» **WHAT YOU HAVE TO DO**: Reproduce the essay on rioting as punishment in full, word for word.
[begin PROVIDED PASSAGE]
It's Not Rioting, It's Punishment

Updated: Jun 12, 2020

How do we conceptualize rioting, looting, and other forms of civilians' political violence? For one, we can compartmentalize it using the same mental representation we have for other illegal actions, such as theft or assault. This follows the rational that looting, for example, is nothing more than a massive scale theft, and should be treated accordingly.

However, this approach, intuitive as it might be, is socially blind and politically biased. Evoking the formalistic legal approach serves here as a way of dismissing the social context and reducing a political act to a crime; as if the riot is a disruption of an otherwise safe and healthy society.


But what if it's the other way around?


No, I'm not suggesting here that a riot is the language of the unheard or that it should be commensurated with other forms of violence such as "the looting of black bodies" or the "imperialistic looting of native lands." Those are all interesting, important, and thought-provoking arguments, yet they also fail to see political violence as what it is. Instead, they justify it using critical theory, corrective justice, and distributive justice arguments. The problem with those arguments is that they assume that political violence is a wrong that must be explained and justified ex-post. I argue that political violence should not be discussed as a wrong at all.
[end PROVIDED PASSAGE]
[begin DATASET EXTRACT]
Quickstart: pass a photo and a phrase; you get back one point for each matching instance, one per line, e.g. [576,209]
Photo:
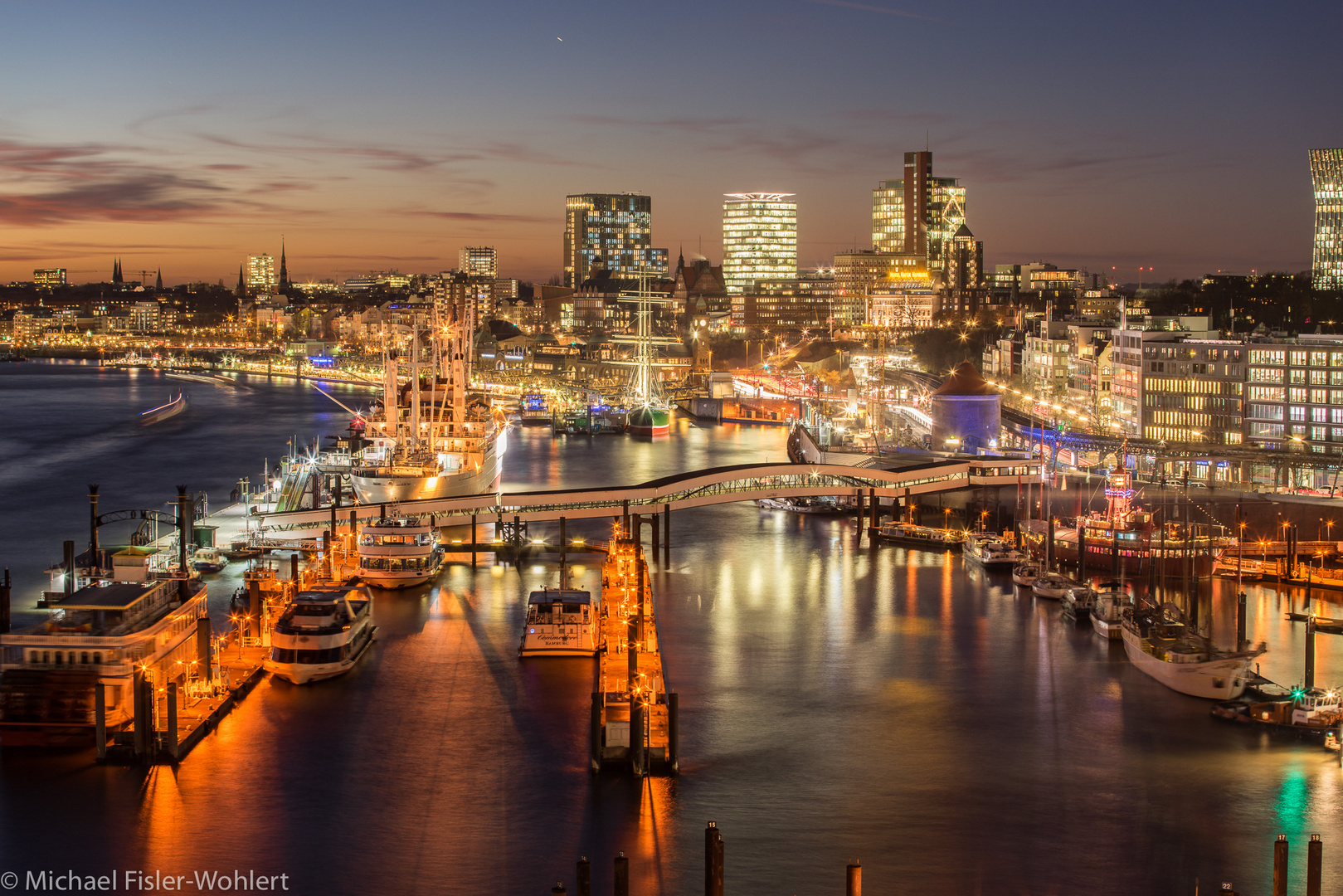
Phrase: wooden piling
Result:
[173,720]
[1314,865]
[853,879]
[674,733]
[583,883]
[712,860]
[1280,865]
[100,720]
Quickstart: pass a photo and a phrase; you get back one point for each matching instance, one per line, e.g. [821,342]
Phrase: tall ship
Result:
[1143,546]
[1158,642]
[430,438]
[321,635]
[398,553]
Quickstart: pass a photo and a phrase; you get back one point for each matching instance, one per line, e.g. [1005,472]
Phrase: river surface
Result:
[837,703]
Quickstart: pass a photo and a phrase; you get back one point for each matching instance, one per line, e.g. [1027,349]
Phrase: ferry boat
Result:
[321,633]
[990,551]
[164,411]
[824,505]
[208,561]
[560,622]
[97,637]
[1052,585]
[1108,613]
[1025,574]
[1160,645]
[398,553]
[920,536]
[429,440]
[1130,533]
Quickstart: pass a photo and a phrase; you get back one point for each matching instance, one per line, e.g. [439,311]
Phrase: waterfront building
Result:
[861,273]
[50,277]
[260,273]
[759,240]
[479,260]
[917,214]
[610,231]
[1327,254]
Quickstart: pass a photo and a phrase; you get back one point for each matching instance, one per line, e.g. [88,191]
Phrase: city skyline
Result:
[1139,156]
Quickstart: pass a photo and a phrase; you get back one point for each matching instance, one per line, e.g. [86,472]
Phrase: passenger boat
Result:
[1025,574]
[1078,601]
[98,637]
[164,411]
[208,561]
[920,536]
[1158,644]
[1052,585]
[1108,614]
[398,553]
[1308,711]
[1128,533]
[825,505]
[321,633]
[990,551]
[560,622]
[429,440]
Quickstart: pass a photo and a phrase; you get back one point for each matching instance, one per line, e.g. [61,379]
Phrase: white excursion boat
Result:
[1052,585]
[1108,614]
[430,441]
[560,622]
[1160,645]
[1025,574]
[208,561]
[321,633]
[398,553]
[990,551]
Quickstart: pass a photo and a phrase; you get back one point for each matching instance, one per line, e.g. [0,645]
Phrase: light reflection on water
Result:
[839,702]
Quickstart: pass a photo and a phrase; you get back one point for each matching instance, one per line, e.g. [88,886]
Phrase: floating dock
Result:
[634,713]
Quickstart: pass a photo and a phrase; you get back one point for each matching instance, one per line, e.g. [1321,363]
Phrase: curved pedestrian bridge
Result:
[698,488]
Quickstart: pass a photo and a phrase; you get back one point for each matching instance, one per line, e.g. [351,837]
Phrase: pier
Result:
[634,715]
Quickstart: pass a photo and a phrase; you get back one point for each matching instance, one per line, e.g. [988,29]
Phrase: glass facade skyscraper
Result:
[917,214]
[759,240]
[1327,258]
[611,230]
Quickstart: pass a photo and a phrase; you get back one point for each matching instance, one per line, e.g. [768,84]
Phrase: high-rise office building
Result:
[260,273]
[611,231]
[1327,258]
[917,214]
[759,240]
[479,260]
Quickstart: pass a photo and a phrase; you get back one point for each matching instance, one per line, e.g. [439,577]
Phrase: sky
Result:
[387,134]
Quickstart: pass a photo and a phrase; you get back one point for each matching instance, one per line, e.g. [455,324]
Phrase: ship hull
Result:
[1216,680]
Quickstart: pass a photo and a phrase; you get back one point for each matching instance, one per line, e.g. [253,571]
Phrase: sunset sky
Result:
[387,134]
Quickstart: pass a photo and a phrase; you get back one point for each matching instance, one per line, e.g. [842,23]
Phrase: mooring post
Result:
[583,884]
[712,860]
[1280,865]
[674,731]
[1314,865]
[853,879]
[100,720]
[173,720]
[1310,650]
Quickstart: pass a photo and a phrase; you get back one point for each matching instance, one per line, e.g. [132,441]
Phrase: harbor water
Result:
[837,702]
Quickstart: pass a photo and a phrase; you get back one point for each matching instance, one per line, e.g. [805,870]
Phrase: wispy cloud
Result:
[885,11]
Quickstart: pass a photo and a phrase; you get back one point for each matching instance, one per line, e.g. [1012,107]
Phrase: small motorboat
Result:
[208,561]
[1025,574]
[1052,585]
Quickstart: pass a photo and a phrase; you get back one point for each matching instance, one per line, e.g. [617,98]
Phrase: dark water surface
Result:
[837,703]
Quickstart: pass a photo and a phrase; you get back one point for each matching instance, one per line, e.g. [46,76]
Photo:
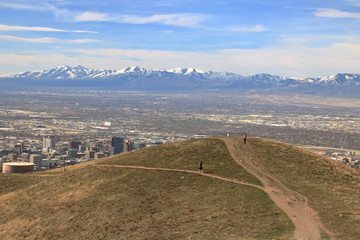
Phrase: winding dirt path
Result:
[308,225]
[182,170]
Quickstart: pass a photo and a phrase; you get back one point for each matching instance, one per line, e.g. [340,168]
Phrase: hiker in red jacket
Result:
[245,137]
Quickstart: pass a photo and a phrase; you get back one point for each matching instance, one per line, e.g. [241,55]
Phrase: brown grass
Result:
[332,188]
[87,202]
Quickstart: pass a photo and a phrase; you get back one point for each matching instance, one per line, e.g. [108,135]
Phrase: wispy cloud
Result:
[19,6]
[39,29]
[298,62]
[354,2]
[184,20]
[257,28]
[335,13]
[46,40]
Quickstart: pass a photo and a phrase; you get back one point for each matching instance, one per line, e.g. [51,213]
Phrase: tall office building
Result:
[128,145]
[49,142]
[74,145]
[117,145]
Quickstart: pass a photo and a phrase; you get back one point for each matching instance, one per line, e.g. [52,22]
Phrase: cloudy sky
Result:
[298,38]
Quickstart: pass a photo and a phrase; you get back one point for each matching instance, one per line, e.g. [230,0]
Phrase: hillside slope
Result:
[89,202]
[99,200]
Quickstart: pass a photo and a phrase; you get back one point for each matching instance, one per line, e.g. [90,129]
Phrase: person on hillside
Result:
[245,138]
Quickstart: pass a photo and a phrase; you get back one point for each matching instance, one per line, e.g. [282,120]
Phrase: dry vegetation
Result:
[332,188]
[87,202]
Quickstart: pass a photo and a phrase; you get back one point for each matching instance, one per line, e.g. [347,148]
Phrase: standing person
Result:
[245,137]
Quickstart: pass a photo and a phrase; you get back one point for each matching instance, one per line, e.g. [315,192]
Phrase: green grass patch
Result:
[115,203]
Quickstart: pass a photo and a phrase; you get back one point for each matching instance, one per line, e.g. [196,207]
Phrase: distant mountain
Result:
[138,78]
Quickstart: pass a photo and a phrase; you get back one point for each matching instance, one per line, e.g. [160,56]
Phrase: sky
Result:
[297,38]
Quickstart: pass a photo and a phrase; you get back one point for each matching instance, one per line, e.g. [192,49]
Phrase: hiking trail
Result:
[306,220]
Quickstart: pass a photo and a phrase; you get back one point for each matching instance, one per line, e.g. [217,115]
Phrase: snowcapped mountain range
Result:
[174,79]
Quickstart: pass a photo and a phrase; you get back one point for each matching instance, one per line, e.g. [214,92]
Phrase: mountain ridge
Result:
[98,200]
[138,78]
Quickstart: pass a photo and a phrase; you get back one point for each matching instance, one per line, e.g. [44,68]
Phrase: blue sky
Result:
[298,38]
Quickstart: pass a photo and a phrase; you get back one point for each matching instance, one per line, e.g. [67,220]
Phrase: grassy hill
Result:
[90,201]
[332,188]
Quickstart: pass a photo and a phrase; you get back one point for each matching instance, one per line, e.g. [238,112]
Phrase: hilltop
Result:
[168,199]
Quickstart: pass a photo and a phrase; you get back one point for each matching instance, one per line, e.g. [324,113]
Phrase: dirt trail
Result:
[185,171]
[308,225]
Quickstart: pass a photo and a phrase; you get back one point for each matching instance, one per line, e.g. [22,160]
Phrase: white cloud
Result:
[186,20]
[18,6]
[334,13]
[300,61]
[46,40]
[257,28]
[39,29]
[354,2]
[91,16]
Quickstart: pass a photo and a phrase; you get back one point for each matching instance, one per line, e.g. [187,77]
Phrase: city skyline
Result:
[300,39]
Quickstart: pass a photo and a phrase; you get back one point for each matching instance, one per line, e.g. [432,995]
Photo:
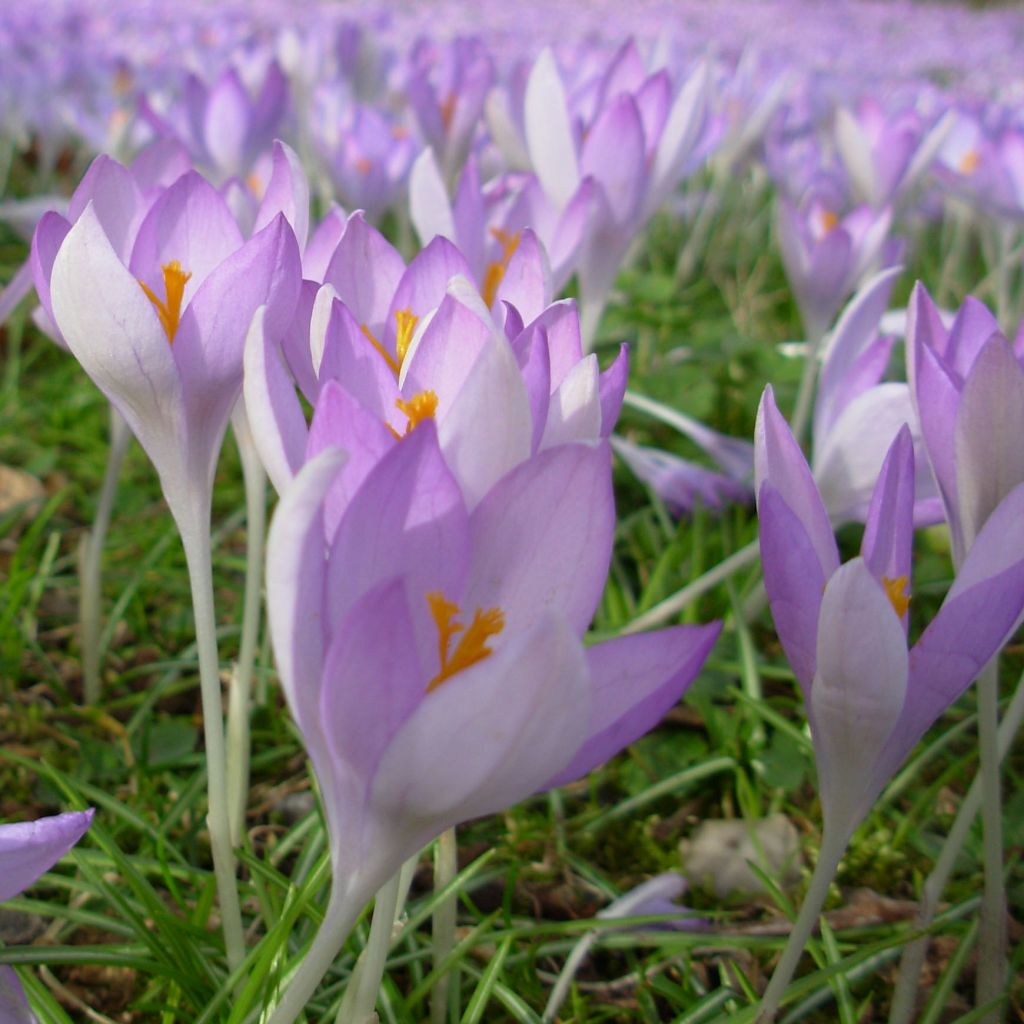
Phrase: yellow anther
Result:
[495,273]
[406,322]
[174,287]
[969,162]
[896,591]
[472,646]
[385,354]
[448,112]
[421,407]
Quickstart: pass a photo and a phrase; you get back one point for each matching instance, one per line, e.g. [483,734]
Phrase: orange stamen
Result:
[495,273]
[174,287]
[472,646]
[896,591]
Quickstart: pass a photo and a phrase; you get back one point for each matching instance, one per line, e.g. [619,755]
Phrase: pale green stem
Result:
[240,706]
[195,529]
[90,588]
[442,937]
[673,605]
[992,932]
[913,954]
[824,870]
[360,996]
[338,922]
[801,419]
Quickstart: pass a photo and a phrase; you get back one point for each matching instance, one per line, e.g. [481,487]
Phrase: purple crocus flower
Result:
[844,627]
[968,386]
[28,849]
[469,624]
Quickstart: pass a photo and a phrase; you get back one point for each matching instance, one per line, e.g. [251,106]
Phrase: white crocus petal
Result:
[549,131]
[113,330]
[318,322]
[858,690]
[574,413]
[429,206]
[989,435]
[488,429]
[850,457]
[856,154]
[492,734]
[end DATASET EXTRACT]
» **RESULT OF THE TASK**:
It's Not Rioting, It's Punishment

Updated: Jun 12, 2020

How do we conceptualize rioting, looting, and other forms of civilians' political violence? For one, we can compartmentalize it using the same mental representation we have for other illegal actions, such as theft or assault. This follows the rational that looting, for example, is nothing more than a massive scale theft, and should be treated accordingly.

However, this approach, intuitive as it might be, is socially blind and politically biased. Evoking the formalistic legal approach serves here as a way of dismissing the social context and reducing a political act to a crime; as if the riot is a disruption of an otherwise safe and healthy society.


But what if it's the other way around?


No, I'm not suggesting here that a riot is the language of the unheard or that it should be commensurated with other forms of violence such as "the looting of black bodies" or the "imperialistic looting of native lands." Those are all interesting, important, and thought-provoking arguments, yet they also fail to see political violence as what it is. Instead, they justify it using critical theory, corrective justice, and distributive justice arguments. The problem with those arguments is that they assume that political violence is a wrong that must be explained and justified ex-post. I argue that political violence should not be discussed as a wrong at all.